Rewrite all the rows below, changing "coverage chart" to "coverage map" and keeping everything else the same. Leave the pictures out.

[GIVEN RECORDS]

[start]

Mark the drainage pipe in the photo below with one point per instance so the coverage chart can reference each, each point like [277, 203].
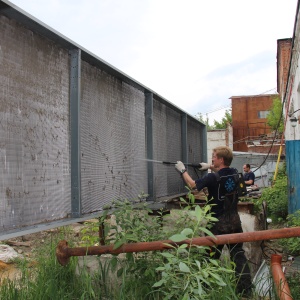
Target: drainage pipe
[63, 252]
[281, 285]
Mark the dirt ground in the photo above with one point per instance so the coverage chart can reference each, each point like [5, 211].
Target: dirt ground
[25, 246]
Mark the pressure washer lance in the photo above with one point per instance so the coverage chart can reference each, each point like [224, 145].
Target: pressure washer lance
[194, 166]
[189, 165]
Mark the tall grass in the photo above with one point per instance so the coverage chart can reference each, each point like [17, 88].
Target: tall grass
[133, 276]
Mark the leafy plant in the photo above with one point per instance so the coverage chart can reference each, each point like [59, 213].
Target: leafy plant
[292, 245]
[188, 272]
[274, 117]
[276, 197]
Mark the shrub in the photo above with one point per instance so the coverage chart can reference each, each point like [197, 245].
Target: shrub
[276, 197]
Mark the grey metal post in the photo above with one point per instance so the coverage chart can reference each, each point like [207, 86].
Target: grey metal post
[184, 141]
[149, 141]
[204, 144]
[75, 92]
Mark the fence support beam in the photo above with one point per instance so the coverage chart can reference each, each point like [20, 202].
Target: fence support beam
[63, 252]
[75, 92]
[149, 141]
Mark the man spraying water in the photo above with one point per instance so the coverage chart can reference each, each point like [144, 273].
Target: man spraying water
[223, 193]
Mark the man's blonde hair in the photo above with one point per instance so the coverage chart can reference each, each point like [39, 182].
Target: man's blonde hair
[225, 153]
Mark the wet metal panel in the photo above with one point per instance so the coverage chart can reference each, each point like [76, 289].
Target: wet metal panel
[113, 146]
[195, 140]
[167, 147]
[34, 128]
[293, 172]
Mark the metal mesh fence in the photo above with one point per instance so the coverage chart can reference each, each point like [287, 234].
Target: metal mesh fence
[112, 140]
[34, 128]
[37, 87]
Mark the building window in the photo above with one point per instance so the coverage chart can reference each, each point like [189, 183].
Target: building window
[262, 114]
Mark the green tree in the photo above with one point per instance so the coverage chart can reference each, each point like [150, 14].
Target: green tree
[217, 125]
[225, 120]
[200, 117]
[274, 117]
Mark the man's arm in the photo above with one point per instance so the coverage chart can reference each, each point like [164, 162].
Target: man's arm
[180, 167]
[250, 180]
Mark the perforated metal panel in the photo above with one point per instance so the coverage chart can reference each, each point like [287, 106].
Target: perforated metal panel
[195, 140]
[34, 128]
[42, 179]
[167, 147]
[112, 140]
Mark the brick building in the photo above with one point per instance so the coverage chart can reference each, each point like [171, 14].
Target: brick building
[249, 123]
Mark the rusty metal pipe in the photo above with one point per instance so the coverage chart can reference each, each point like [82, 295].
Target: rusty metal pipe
[281, 284]
[63, 252]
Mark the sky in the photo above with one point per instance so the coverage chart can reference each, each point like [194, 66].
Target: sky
[194, 53]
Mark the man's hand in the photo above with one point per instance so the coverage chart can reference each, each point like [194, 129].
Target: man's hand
[204, 166]
[180, 167]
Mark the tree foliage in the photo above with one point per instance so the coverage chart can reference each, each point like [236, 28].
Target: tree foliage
[216, 125]
[274, 117]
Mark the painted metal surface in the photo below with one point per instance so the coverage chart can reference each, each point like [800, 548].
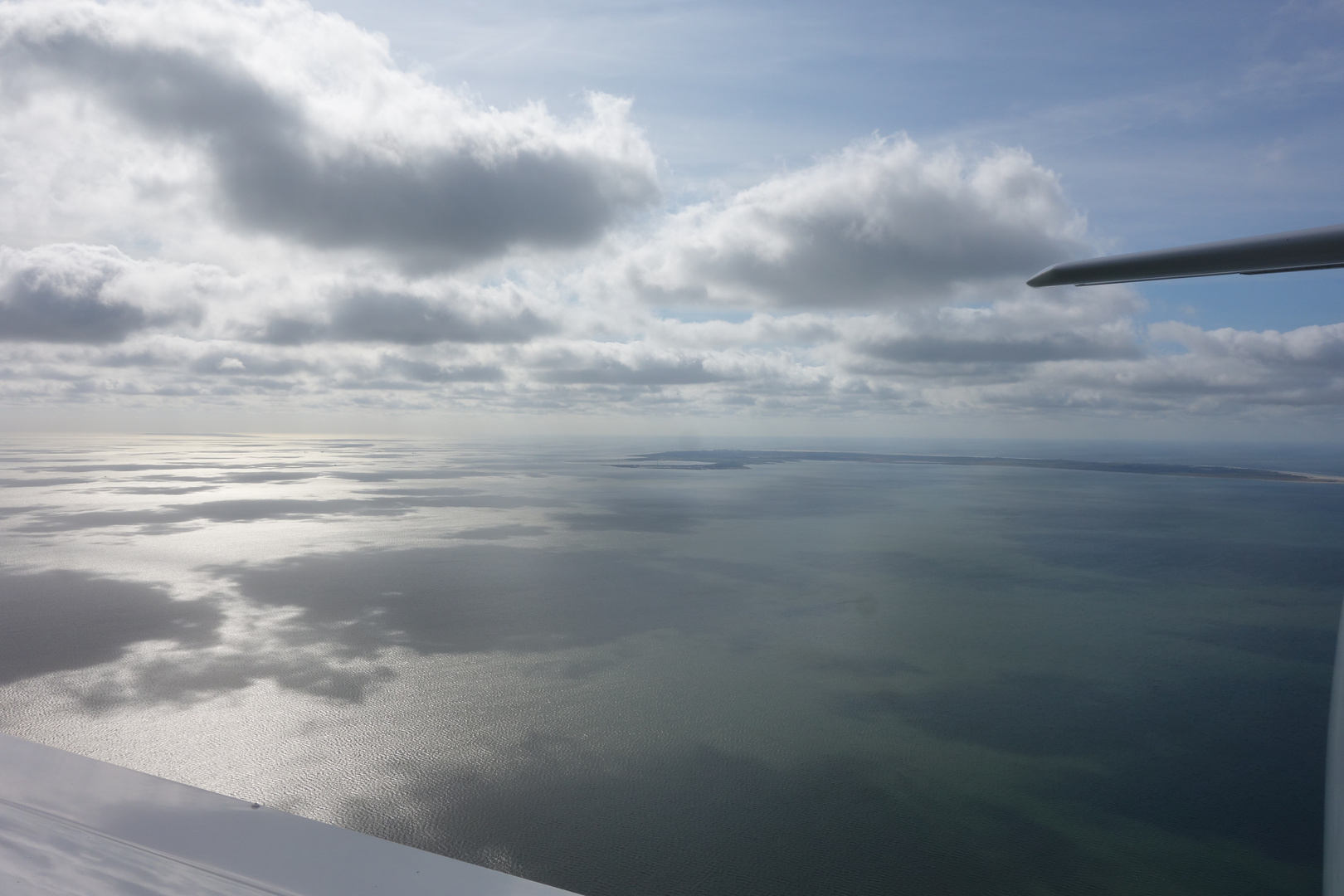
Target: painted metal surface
[85, 828]
[1272, 254]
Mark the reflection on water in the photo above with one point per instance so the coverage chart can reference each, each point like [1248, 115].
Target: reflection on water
[797, 677]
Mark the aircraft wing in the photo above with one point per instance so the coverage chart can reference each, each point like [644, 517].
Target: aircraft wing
[78, 826]
[1277, 253]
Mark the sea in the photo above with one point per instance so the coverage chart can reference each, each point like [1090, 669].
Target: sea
[639, 666]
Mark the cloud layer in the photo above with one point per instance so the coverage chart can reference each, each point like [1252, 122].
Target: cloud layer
[214, 204]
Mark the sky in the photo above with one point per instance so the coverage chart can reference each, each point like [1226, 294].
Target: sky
[663, 218]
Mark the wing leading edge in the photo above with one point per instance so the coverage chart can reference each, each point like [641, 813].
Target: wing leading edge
[1313, 249]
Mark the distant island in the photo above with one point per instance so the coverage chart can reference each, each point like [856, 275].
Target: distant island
[743, 460]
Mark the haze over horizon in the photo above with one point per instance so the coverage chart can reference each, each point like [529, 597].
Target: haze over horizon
[661, 218]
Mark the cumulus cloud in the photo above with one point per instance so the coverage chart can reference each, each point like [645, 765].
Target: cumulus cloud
[880, 223]
[379, 316]
[221, 204]
[71, 293]
[1019, 331]
[323, 140]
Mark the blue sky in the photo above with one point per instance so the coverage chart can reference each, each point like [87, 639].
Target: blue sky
[660, 295]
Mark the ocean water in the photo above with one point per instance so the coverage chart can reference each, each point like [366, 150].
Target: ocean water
[782, 677]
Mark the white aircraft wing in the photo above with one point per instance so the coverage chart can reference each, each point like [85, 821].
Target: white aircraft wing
[77, 826]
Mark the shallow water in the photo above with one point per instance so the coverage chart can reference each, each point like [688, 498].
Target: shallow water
[796, 677]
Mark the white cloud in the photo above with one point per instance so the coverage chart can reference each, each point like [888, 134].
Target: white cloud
[304, 129]
[880, 223]
[212, 204]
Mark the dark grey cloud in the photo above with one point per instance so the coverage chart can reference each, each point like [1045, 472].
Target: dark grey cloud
[370, 316]
[878, 223]
[63, 620]
[41, 306]
[279, 173]
[613, 371]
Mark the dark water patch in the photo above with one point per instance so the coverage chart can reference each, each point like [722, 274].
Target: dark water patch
[737, 460]
[61, 620]
[647, 516]
[1192, 558]
[1205, 757]
[867, 666]
[1278, 642]
[709, 824]
[476, 598]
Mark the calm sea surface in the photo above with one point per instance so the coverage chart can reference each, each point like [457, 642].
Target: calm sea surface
[799, 677]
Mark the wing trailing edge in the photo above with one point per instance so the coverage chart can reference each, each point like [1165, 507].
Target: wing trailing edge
[1313, 249]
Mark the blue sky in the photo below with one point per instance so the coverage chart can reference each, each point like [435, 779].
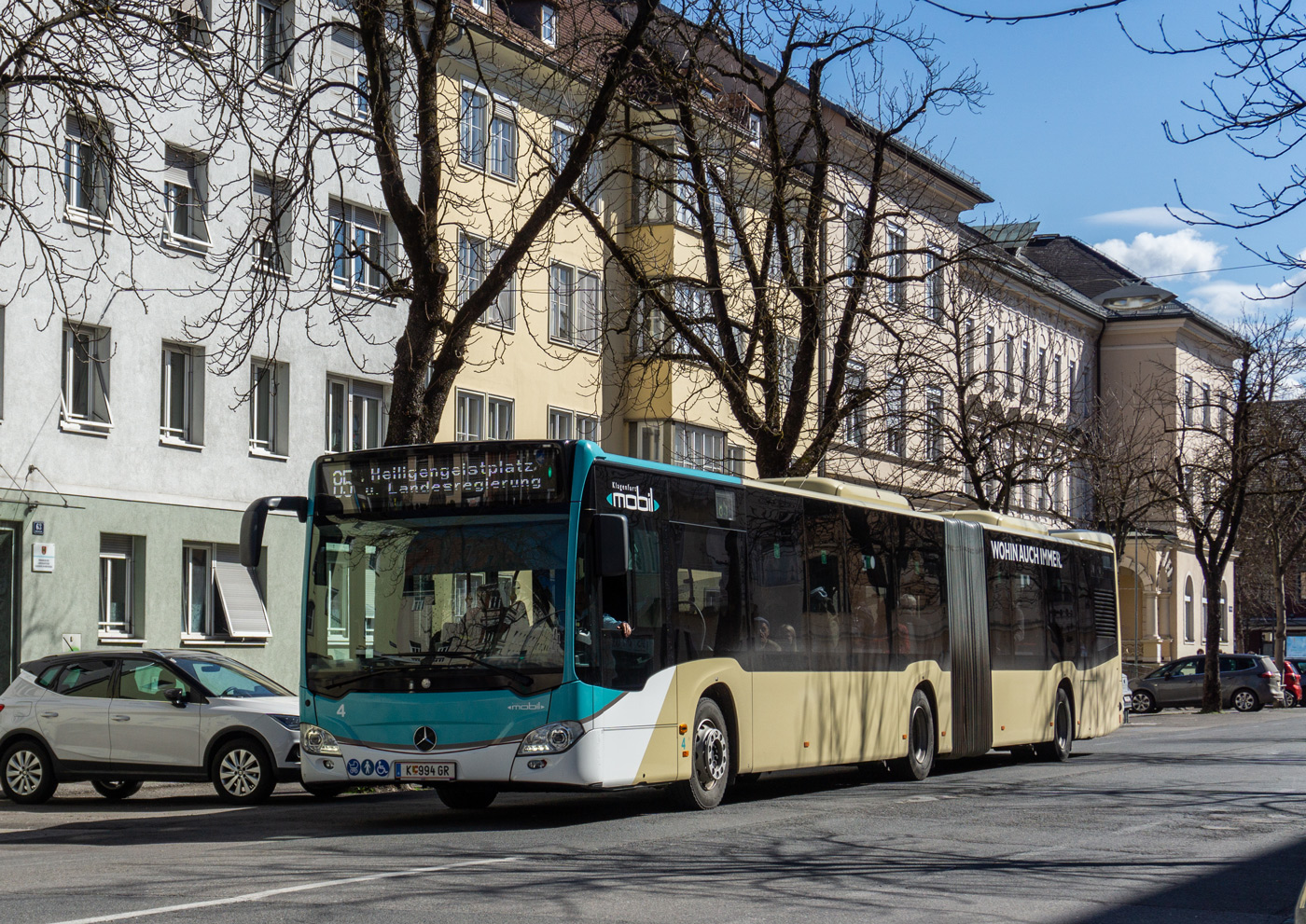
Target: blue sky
[1071, 136]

[end]

[ANSWER TO THIS PROBLEM]
Mark the drainage pipe in the photo below with one point per instance so the coverage map can reference each, each point like [277, 203].
Target: drainage pipe
[63, 252]
[281, 285]
Mark the dirt ground in the photo above with one point per instance so the coverage map can reference each, each point like [5, 211].
Target: dirt ground
[25, 246]
Mark the pressure washer lance in the photo above with one point per instance so the coverage map can reference each, each point like [224, 145].
Target: pressure washer lance
[194, 166]
[189, 165]
Mark the tall grass in the photo above with one point per instance so the coverage map can reference each, each point like [17, 88].
Target: tall grass
[133, 276]
Mark the leafy plant in the photo above with one point per instance so the coverage map can reference each, each point like [59, 213].
Target: leafy plant
[292, 245]
[188, 272]
[274, 117]
[276, 197]
Mark the shrub in the photo above with one point per instance so the coverage map can reference each, each point like [197, 245].
Target: shrub
[276, 197]
Mark the grey metal post in the photo above with one point per instance so the coverage map can reference each, each point like [207, 86].
Target: grey metal post
[184, 141]
[149, 141]
[204, 144]
[75, 92]
Mark the fence support beam in the photo above with one point per instance so the coverage map can reference each, each point like [20, 202].
Target: fence support beam
[63, 252]
[75, 92]
[149, 141]
Mark the man spraying water in the photo above with one point per instance so the coverage map can reference each, each point like [144, 273].
Target: man spraying water
[223, 193]
Mark the man's blonde hair in the photo above with one point per instance so the coverage map can reference each, each point like [39, 182].
Target: man's blonde hair
[225, 153]
Mark the wet metal panel in the photo above with one point per instance so the coverage map can reference each, each point like [76, 289].
Target: wet metal panel
[113, 146]
[195, 140]
[167, 147]
[34, 128]
[293, 172]
Mark the metal mesh fence in the photo above with one point per instance so the coverage map can reference each, each point like [287, 234].
Target: metal mesh fence
[112, 140]
[34, 128]
[37, 87]
Mark the building window in the photo above with one point per instance so the coverage map can reference each, each point like [189, 183].
Target: building window
[262, 114]
Mark the green tree in the photo above with one point per instance so the coverage map can reference each, each point like [150, 14].
Target: green tree
[217, 125]
[225, 120]
[200, 117]
[274, 117]
Mark the man's arm in the photo above with one point per instance so the coverage map can reference each, each point like [164, 162].
Target: man's arm
[180, 167]
[250, 180]
Mark the perforated metal panel in the photo above with one point per instance so the coverage map can reference each, each point like [287, 106].
Target: perforated metal panel
[195, 140]
[34, 128]
[42, 179]
[167, 147]
[112, 140]
Mark the brick building in the photo above with one point per instance so the coverage map can reference each, each point like [171, 14].
Target: brick building
[249, 123]
Mark the rusty metal pipe in the photo above with one point per instance so the coverage map can reference each, each point like [82, 295].
Target: rusty metal pipe
[281, 284]
[63, 252]
Mark the sky in the photo above with one point per instance so the coverage map can reference each, each point like [194, 66].
Target: sky
[194, 53]
Mark the man's hand in the photo above with one point per instance so the coverage map can reference each, each point like [194, 129].
Target: man's hand
[204, 166]
[180, 167]
Mark the tree foliage in the photo above with one point per instance so the coverage map can reference each, each point like [236, 28].
Target: tree foliage
[216, 125]
[274, 117]
Mark the painted metal surface in the photo below with one point per instance so the coverage map can reference each, each point like [800, 548].
Target: painted metal surface
[85, 828]
[1272, 254]
Mark the reflection on water in the photo above with one point per instance so the coverage map can reference each, each point like [1248, 115].
Target: reflection on water
[797, 677]
Mark the aircraft wing in the photo above with one point per instance so the coverage map can reference each, each point like [644, 517].
Target: aircraft wing
[78, 826]
[1277, 253]
Mark the sea in the photo above with one point per instance so the coverage map can reference each, each point like [1090, 669].
Target: sea
[639, 666]
Mark the cloud layer in the photo above with one point per instance so the coverage map can reference each, each point like [1252, 122].
Target: cloud layer
[214, 204]
Mark the sky in the photo above with one point per instance so the coverage map can reference each, each point like [1226, 294].
Target: sky
[663, 218]
Mark the wing leading edge in the photo above with one point per instance so the coverage map can reference each, each point like [641, 813].
Target: wing leading edge
[1313, 249]
Mark the distant island in the photo above with one point per instance so the coverage map can reference each, each point like [856, 275].
Target: distant island
[743, 460]
Mark the haze over horizon in the photo above with one point per instance so the coverage map can reference each, each point like [529, 597].
Target: haze over horizon
[661, 218]
Mark the cumulus cloud in the photo above with one point per instance so the coverage map can reference each, each point like [645, 765].
Target: cumulus cloud
[880, 223]
[379, 316]
[221, 204]
[71, 293]
[1019, 331]
[323, 140]
Mark the blue sky in the photo above with one point per instance so the coverage map can reference each, each point like [87, 639].
Target: blue sky
[660, 295]
Mark the ocean water in the photo above with one point per instance so the coverage map can reference each, each point like [366, 150].
Target: ocean water
[782, 677]
Mark the white aircraft wing in the photo above with one point per instance so the coverage map can reference each, each point like [85, 821].
Target: white aircraft wing
[77, 826]
Mark the shallow water in the photo above with one point per instance so the coverage map can reference each, each point like [688, 498].
Target: shallow water
[796, 677]
Mark the white cloud in the photo above with one point per instance so the coverage map can reference each, each point like [888, 134].
Target: white cloud
[304, 129]
[880, 223]
[212, 204]
Mark the dark grey cloud in the photo above with one point per instance so the coverage map can reference each, each point like [1045, 472].
Target: dark grey cloud
[370, 316]
[878, 223]
[63, 620]
[41, 306]
[279, 173]
[613, 371]
Mark the dark water patch in the photo above with one point per instance so the coverage map can reference each, each point like [722, 274].
Target: dark water patch
[737, 460]
[61, 620]
[647, 516]
[1192, 558]
[1205, 757]
[867, 666]
[1278, 642]
[709, 824]
[476, 598]
Mark the calm sea surface in the photo above with one point per instance so the coverage map can reference each, each point like [457, 642].
Target: calm sea surface
[799, 677]
Mark the wing trailing edge in the photo above with one point per instance so the coverage map can reference each, each point like [1165, 507].
Target: wing trailing edge
[1313, 249]
Mark the blue sky in the photo below with one point per instance so the coverage map can reference each, each point like [435, 779].
Target: blue sky
[1071, 136]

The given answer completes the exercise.